#### [Given task]
Rewrite every line of the items below as a JSON list of strings, one string per line, leaving out any blank lines.

#### [Material]

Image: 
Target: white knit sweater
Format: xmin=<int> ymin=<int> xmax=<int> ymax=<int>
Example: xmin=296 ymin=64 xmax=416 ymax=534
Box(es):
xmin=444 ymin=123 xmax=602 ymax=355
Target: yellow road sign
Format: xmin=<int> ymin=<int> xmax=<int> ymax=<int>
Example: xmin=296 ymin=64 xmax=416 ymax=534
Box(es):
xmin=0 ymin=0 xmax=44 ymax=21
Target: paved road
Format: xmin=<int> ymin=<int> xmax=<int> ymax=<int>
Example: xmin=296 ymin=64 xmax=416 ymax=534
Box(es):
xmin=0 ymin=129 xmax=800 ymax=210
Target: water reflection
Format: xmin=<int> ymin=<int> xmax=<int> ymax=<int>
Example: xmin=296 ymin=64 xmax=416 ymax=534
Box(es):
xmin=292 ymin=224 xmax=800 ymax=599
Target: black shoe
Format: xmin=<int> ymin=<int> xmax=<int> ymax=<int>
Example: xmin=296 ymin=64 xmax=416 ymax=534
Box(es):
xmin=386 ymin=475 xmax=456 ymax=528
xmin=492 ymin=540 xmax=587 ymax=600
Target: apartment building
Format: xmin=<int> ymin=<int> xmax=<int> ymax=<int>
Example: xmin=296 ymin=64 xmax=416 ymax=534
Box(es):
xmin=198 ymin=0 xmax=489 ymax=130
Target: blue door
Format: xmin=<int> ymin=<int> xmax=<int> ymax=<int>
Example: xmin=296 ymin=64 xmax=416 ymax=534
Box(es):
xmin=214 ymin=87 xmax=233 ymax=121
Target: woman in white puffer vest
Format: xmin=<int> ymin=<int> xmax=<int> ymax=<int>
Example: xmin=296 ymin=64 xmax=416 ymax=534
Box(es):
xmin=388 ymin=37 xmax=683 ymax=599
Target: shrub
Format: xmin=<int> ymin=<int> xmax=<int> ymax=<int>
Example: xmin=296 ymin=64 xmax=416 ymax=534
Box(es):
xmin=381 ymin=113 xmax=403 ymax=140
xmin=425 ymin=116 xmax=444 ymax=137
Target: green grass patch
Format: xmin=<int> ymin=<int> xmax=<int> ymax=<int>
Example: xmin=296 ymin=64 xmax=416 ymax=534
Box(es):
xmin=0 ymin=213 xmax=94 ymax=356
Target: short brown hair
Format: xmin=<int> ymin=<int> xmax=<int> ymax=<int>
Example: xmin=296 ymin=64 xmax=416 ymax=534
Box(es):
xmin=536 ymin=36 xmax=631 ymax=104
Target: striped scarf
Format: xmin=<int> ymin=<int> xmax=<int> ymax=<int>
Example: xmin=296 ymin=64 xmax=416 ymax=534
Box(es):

#### [Exercise result]
[
  "Image: ",
  "Target: white knit sweater",
  "Format: xmin=<int> ymin=<int> xmax=<int> ymax=<int>",
  "Example: xmin=296 ymin=64 xmax=416 ymax=534",
  "Box(es):",
  "xmin=444 ymin=123 xmax=602 ymax=355",
  "Target: yellow road sign",
  "Format: xmin=<int> ymin=<int> xmax=<int> ymax=<int>",
  "Example: xmin=296 ymin=64 xmax=416 ymax=534",
  "Box(es):",
  "xmin=0 ymin=0 xmax=44 ymax=21",
  "Target: paved road",
  "Format: xmin=<int> ymin=<int> xmax=<int> ymax=<int>",
  "Example: xmin=296 ymin=64 xmax=416 ymax=534",
  "Box(es):",
  "xmin=0 ymin=129 xmax=800 ymax=210",
  "Target: water reflection",
  "Format: xmin=<int> ymin=<int> xmax=<int> ymax=<int>",
  "Example: xmin=296 ymin=64 xmax=416 ymax=534",
  "Box(es):",
  "xmin=292 ymin=224 xmax=800 ymax=599",
  "Target: black shoe",
  "Format: xmin=<int> ymin=<int> xmax=<int> ymax=<int>",
  "Example: xmin=296 ymin=64 xmax=416 ymax=534",
  "Box(es):",
  "xmin=386 ymin=475 xmax=456 ymax=528",
  "xmin=492 ymin=540 xmax=587 ymax=600",
  "Target: apartment building",
  "Format: xmin=<int> ymin=<int> xmax=<int> ymax=<int>",
  "Example: xmin=296 ymin=64 xmax=416 ymax=534",
  "Box(es):",
  "xmin=198 ymin=0 xmax=489 ymax=130",
  "Target: blue door",
  "Format: xmin=<int> ymin=<int> xmax=<int> ymax=<int>",
  "Example: xmin=296 ymin=64 xmax=416 ymax=534",
  "Box(es):",
  "xmin=214 ymin=87 xmax=233 ymax=121",
  "Target: woman in white puffer vest",
  "Format: xmin=<int> ymin=<int> xmax=<int> ymax=<int>",
  "Example: xmin=296 ymin=64 xmax=416 ymax=534",
  "Box(es):",
  "xmin=388 ymin=37 xmax=683 ymax=599",
  "Target: shrub",
  "Format: xmin=<int> ymin=<int> xmax=<int> ymax=<int>",
  "Example: xmin=296 ymin=64 xmax=416 ymax=534",
  "Box(es):",
  "xmin=381 ymin=113 xmax=403 ymax=140",
  "xmin=425 ymin=116 xmax=444 ymax=137",
  "Target: green grass patch",
  "Format: xmin=<int> ymin=<int> xmax=<int> ymax=<int>",
  "Example: xmin=296 ymin=64 xmax=416 ymax=534",
  "Box(es):",
  "xmin=0 ymin=213 xmax=94 ymax=356",
  "Target: short brown hair",
  "Format: xmin=<int> ymin=<int> xmax=<int> ymax=<int>",
  "Example: xmin=296 ymin=64 xmax=416 ymax=534",
  "Box(es):",
  "xmin=536 ymin=36 xmax=631 ymax=104",
  "Target: striped scarf",
  "Format: xmin=<int> ymin=<int> xmax=<int> ymax=<int>",
  "Example: xmin=296 ymin=64 xmax=416 ymax=534",
  "Box(es):"
]